Stated problem
Set down the lines below with no changes, from the first one through the line containing "x=432 y=663".

-- start of Data provided --

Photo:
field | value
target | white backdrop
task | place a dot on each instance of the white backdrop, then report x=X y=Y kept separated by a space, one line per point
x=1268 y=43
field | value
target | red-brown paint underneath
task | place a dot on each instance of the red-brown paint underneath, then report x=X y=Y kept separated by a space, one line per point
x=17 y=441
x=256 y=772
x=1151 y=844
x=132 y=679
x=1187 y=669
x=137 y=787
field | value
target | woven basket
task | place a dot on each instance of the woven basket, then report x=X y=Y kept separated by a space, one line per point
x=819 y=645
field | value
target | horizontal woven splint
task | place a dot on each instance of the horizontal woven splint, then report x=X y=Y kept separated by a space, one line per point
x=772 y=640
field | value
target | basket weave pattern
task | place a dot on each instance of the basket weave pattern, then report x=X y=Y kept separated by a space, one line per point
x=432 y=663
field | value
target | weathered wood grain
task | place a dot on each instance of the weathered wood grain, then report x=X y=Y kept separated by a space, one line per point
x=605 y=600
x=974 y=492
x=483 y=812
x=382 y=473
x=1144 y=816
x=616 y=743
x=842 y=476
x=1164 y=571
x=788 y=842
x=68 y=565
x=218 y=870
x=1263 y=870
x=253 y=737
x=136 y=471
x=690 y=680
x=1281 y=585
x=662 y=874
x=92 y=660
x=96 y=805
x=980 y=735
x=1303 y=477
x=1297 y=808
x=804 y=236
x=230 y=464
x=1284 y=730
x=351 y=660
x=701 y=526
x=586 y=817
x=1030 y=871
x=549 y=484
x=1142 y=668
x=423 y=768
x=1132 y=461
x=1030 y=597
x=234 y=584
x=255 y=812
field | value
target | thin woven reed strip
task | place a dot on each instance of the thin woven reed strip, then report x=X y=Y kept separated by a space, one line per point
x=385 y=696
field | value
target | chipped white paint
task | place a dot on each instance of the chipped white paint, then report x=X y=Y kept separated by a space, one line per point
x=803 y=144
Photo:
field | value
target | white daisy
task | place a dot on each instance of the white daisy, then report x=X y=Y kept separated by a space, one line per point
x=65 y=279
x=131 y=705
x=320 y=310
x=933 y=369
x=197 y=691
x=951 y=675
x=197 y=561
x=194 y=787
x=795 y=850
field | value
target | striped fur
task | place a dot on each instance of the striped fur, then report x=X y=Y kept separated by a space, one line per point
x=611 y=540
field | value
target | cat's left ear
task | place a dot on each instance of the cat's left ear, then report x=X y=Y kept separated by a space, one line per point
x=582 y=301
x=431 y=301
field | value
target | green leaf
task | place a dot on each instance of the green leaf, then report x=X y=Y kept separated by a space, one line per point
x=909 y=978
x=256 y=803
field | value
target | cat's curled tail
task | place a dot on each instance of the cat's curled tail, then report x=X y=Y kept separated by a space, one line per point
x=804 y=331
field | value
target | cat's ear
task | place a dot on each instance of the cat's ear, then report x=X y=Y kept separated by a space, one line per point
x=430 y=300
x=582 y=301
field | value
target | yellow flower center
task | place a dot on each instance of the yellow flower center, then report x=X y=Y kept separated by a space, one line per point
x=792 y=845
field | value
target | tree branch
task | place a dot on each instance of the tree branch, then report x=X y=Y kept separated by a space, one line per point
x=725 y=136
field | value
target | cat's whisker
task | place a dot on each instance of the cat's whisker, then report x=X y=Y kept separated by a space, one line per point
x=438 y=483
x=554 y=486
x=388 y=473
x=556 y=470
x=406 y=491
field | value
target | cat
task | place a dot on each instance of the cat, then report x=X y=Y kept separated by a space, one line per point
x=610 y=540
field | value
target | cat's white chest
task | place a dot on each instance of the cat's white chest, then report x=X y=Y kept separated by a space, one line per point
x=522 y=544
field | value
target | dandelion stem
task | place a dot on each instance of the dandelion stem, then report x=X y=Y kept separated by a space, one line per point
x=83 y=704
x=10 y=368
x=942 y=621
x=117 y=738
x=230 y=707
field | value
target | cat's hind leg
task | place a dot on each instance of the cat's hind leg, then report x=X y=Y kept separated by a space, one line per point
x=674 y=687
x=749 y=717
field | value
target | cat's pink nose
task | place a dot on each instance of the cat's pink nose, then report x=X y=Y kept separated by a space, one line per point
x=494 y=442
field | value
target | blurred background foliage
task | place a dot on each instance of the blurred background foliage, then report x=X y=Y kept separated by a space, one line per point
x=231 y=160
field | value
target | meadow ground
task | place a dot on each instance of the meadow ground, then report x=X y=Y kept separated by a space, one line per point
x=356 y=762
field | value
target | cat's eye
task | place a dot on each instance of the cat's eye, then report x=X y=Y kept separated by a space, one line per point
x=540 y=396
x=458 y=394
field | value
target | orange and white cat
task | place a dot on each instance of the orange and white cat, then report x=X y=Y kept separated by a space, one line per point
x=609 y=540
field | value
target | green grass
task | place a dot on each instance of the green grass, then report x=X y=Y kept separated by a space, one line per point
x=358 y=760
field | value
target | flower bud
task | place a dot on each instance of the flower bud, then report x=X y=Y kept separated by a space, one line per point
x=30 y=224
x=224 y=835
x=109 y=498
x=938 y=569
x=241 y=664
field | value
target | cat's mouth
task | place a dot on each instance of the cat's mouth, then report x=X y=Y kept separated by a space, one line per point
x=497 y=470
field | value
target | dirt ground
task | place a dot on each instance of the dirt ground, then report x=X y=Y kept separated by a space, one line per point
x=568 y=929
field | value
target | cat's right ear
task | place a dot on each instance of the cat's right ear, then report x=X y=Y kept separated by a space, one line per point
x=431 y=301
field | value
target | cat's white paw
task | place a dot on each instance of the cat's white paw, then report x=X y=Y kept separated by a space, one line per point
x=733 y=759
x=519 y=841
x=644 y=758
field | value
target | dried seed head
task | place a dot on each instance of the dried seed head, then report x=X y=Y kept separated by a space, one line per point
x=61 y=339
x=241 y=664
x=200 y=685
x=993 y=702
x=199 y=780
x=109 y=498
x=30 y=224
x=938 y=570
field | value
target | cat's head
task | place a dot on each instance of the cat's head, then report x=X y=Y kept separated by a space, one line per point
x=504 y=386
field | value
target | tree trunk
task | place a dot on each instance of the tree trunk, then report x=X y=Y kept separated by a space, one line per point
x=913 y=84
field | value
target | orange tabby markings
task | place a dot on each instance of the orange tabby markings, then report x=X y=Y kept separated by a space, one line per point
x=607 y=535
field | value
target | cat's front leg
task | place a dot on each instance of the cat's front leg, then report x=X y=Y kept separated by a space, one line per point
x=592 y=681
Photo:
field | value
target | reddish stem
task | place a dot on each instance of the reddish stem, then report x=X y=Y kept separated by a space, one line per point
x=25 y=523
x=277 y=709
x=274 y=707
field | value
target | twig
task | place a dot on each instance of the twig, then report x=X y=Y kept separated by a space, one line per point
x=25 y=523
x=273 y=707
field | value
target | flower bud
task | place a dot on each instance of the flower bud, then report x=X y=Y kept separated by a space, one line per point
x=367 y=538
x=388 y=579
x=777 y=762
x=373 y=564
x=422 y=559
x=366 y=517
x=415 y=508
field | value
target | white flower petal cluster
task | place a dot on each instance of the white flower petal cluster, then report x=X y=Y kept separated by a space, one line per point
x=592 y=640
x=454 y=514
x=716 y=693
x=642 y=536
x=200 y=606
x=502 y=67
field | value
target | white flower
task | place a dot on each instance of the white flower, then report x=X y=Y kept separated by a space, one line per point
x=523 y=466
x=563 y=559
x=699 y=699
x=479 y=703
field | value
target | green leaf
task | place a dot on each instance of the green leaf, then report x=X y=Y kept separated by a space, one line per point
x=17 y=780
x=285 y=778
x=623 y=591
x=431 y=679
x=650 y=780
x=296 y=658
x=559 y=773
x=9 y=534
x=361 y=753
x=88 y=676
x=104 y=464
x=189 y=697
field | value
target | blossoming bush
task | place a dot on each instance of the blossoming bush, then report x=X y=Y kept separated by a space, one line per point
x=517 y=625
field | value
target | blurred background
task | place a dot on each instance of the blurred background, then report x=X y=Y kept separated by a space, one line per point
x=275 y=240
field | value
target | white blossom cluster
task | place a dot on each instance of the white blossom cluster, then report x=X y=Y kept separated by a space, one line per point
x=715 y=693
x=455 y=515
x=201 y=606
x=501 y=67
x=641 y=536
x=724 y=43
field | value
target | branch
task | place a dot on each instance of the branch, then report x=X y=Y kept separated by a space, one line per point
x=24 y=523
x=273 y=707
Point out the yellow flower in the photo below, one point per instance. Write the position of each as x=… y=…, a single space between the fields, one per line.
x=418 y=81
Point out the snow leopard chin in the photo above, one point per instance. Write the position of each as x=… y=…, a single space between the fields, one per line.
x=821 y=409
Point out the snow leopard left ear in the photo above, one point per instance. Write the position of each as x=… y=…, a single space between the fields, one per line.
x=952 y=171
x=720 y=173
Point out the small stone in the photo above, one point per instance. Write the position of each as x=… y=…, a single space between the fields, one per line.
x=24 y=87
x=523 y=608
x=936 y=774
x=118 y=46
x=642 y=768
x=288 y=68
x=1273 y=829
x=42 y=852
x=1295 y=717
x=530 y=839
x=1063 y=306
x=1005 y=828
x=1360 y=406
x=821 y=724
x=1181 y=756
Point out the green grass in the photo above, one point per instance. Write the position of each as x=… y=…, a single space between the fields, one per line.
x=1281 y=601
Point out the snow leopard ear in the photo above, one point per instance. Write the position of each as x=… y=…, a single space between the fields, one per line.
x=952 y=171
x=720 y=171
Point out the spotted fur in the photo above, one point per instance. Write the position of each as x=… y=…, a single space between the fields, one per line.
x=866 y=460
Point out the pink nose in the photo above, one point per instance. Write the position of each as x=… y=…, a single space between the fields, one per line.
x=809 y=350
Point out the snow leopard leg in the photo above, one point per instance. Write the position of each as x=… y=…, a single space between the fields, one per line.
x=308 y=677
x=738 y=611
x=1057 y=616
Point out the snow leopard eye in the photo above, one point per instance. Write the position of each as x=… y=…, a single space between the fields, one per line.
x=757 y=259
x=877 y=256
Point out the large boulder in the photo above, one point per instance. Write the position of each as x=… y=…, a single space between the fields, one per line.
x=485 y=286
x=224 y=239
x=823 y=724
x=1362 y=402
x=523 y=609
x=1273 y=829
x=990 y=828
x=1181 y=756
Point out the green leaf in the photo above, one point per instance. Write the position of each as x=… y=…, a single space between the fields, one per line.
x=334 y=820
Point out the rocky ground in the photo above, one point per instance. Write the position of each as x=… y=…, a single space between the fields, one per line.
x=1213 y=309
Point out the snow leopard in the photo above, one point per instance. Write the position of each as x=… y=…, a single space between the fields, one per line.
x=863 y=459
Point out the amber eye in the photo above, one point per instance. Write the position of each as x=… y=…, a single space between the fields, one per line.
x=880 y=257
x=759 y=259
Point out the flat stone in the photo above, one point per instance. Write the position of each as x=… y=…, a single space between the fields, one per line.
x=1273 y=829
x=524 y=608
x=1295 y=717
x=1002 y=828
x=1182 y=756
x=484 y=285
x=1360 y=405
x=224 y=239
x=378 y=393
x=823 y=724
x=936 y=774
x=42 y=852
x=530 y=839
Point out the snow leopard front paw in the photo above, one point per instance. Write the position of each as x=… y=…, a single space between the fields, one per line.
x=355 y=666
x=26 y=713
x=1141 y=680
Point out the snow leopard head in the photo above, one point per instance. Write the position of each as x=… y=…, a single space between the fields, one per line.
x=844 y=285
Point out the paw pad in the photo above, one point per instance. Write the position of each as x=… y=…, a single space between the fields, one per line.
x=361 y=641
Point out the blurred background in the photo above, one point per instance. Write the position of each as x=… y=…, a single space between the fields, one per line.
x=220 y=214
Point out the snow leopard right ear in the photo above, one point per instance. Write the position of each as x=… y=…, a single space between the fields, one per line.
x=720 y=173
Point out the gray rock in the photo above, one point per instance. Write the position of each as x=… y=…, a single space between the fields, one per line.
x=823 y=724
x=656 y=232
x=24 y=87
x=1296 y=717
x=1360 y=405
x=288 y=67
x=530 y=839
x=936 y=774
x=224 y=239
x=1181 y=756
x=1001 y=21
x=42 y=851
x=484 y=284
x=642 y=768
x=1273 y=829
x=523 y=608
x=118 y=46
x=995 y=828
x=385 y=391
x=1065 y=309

-- end of Data provided --

Answer to this exercise
Photo:
field | value
target | white backdrop
task | place a dot on each instance of the white backdrop, then report x=X y=Y kept separated by a space, one line per point
x=1268 y=43
field | value
target | red-brown paint underneath
task | place a dot on each instance of the red-brown paint underneath, then report x=X y=Y kept separated by a space, one line per point
x=17 y=441
x=256 y=772
x=1151 y=844
x=132 y=679
x=1187 y=669
x=137 y=787
field | value
target | woven basket
task | place a dot on each instance of the woven basket, then report x=X y=Y kept separated by a space, one line per point
x=819 y=645
field | value
target | horizontal woven splint
task | place a dot on each instance of the horizontal woven splint, then report x=X y=Y kept separated by a space, one line per point
x=772 y=640
field | value
target | basket weave pattern
task | place a dot on each instance of the basket weave pattern, then report x=X y=Y kept separated by a space, one line per point
x=432 y=663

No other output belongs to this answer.